-- What this exercise asks --
a. From the farm labor article, reproduce word for word the passage that begins with the words containing "Tomatoes, asparagus, lettuce" and ends with "the labour shortages.".
b. Answer these questions using the farm labor article:
(i) How many seasonal workers does Norway typically rely on?
(ii) How many workers does Spain recruit from Morocco?
(iii) For how long would farm workers entering Canada be quarantined under the government's plans?

-- Page extract --
□ □ □
Tomatoes, asparagus, lettuce and other fruits and vegetables are emerging as collateral damage of the coronavirus crisis, European farm groups are warning.
They say border restrictions and quarantines across the continent have created a sudden shortage of seasonal workers just ahead of the spring planting season. The workers are employed extensively in Europe’s wealthy regions for farm production, with some of the bigger countries granting short-term work visas every year to hundreds of thousands of agricultural labourers, most of them from Eastern Europe.
The high-cost Scandinavian countries in particular are worried about the labour shortages.
“We are in need of a lot of foreign workers,” Eystein Ruud, a greenhouse farm owner and chairman of the Norwegian Horticultural Association, told The Globe and Mail. “If we cannot get these workers in the coming weeks, our farmers won’t risk putting a lot of plants in the soil. That may affect the food supply.”
He said Norway, with a population of 5.4 million, typically relies on 30,000 or more seasonal workers, mostly from Ukraine and other Eastern European countries, for the planting and harvesting of fruits and vegetables. Only a small number are already in Norway.
Other countries use far more seasonal labour. Germany alone grants visas for about 300,000 workers each year. Britain takes in 90,000, and Switzerland 33,000. Even less wealthy European countries rely extensively on seasonal workers; Spain, where much of the continent’s citrus fruits and olive oil are produced, recruits 15,000 from Morocco alone.
Canada banned foreign farm workers shortly after COVID-19 hit the country, then relented. The government is working on plans to allow the workers into Canada as long as they are quarantined for two weeks. Canada takes in about 60,000 farm workers a year, mostly from the Caribbean, Mexico and Guatemala.
The shortage of workers was inevitable once European governments put their citizens in lockdowns of varying degrees of severity earlier this month and largely closed airports and border crossings. On Monday easyJet, one of Europe’s biggest airlines and the operator of an extensive network in Eastern Europe, shut down the last of its flights, meaning farm workers would find it hard to travel even if they were allowed to leave their countries.
□ □ □
-- Data shown --
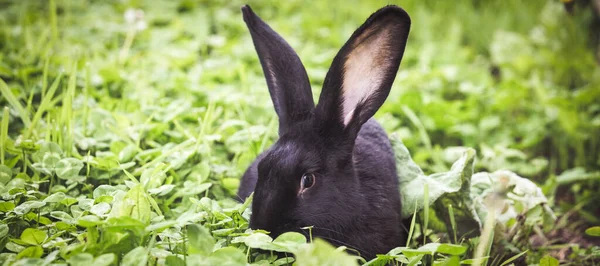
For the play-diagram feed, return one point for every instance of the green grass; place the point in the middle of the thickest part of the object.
(125, 146)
□ □ □
-- Answers to each task --
a.
Tomatoes, asparagus, lettuce and other fruits and vegetables are emerging as collateral damage of the coronavirus crisis, European farm groups are warning.
They say border restrictions and quarantines across the continent have created a sudden shortage of seasonal workers just ahead of the spring planting season. The workers are employed extensively in Europe’s wealthy regions for farm production, with some of the bigger countries granting short-term work visas every year to hundreds of thousands of agricultural labourers, most of them from Eastern Europe.
The high-cost Scandinavian countries in particular are worried about the labour shortages.

b.
(i) 30,000 or more
(ii) 15,000
(iii) Two weeks